- 課題内容: 書評の抜粋によると、香月史郎はどのような立場で難事件を解決してきた人物か。

- 抜粋本文:
『medium』&『invert』書評・感想。霊媒探偵なんてアリ?これを読めばアリだと言わざるを得ない!

ゴマの読書記録

すべてが、伏線。

どうも、ゴマ(@gomago_gomago)です。

今回は相沢沙呼さんの『medium 霊媒探偵城塚翡翠』&『invert 城塚翡翠倒叙集』の紹介をしていきます。(以下、『medium』、『invert』と省略させていただきます。)

『medium』は帯に書かれている「すべてが、伏線。」というワードが気になって気になって仕方がなかったのですが、読むタイミングを逃してしまったので文庫化するのをずっと待ってた作品の1つでした。

ところが文庫化する前にKindle Unlimitedの対象になっているではありませんか。
これは読まない手はないと思い、早速利用を開始すると、面白かったので続編の『invert』まで一気に読み切ってしまいました。(ちなみに、現在はKindle Unlimitedの対象からは外れています。また、文庫版が9/15に発売予定です。)

 
とても面白い作品だったので、『medium』、『invert』ともども紹介していきたいと思います。

では早速詳しく見ていきましょう!

『medium』&『invert』のあらすじ

『medium』のあらすじ

推理作家として難事件を解決してきた香月史郎は、心に傷を負った女性、城塚翡翠と出逢う。彼女は霊媒として死者の言葉を伝えることができる。しかしそこに証拠能力はなく、香月は霊視と論理の力を組み合わせながら、事件に立ち向かう。一方、巷では連続殺人鬼が人々を脅かしていた。証拠を残さない殺人鬼を追い詰められるのは、翡翠の力のみ。だが殺人鬼の魔手は密かに彼女へと迫っていた――。

[未加工の資料]
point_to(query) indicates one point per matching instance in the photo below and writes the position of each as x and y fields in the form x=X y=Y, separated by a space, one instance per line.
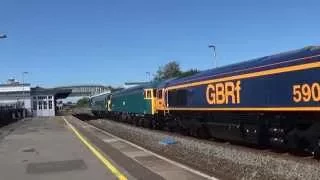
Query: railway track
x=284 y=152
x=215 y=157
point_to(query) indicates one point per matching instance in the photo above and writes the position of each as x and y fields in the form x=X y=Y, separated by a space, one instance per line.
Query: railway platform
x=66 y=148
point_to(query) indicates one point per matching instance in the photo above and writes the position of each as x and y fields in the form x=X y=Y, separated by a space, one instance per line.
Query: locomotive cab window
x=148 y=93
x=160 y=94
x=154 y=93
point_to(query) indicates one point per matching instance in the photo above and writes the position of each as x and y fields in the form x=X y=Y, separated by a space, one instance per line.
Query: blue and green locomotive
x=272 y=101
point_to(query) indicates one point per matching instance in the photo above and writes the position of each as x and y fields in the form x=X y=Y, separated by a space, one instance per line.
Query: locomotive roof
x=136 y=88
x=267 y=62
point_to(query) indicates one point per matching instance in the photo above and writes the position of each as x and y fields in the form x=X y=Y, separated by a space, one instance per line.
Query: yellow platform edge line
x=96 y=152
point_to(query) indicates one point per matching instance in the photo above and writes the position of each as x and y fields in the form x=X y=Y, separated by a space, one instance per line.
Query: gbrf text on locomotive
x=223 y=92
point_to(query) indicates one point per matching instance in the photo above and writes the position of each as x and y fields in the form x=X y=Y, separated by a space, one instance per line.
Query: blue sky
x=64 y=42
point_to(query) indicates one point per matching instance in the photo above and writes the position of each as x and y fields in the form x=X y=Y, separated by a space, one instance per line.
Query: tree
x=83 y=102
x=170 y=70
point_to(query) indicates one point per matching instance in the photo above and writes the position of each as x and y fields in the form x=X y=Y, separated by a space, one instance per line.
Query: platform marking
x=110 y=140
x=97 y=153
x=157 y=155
==
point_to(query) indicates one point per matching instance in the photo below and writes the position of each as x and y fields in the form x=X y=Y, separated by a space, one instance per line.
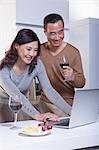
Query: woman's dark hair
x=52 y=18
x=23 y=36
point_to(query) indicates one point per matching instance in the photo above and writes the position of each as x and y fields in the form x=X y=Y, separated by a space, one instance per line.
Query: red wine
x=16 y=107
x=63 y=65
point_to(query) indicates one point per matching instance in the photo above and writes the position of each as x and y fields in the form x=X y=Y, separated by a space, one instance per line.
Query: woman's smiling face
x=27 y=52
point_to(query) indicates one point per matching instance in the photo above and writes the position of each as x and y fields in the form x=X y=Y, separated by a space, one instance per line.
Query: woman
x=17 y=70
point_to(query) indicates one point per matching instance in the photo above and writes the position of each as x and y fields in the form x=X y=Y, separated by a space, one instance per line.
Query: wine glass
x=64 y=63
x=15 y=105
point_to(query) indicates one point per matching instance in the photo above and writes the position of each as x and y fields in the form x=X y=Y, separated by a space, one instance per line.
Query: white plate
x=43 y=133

- 最終回答: 推理作家として難事件を解決してきた人物です。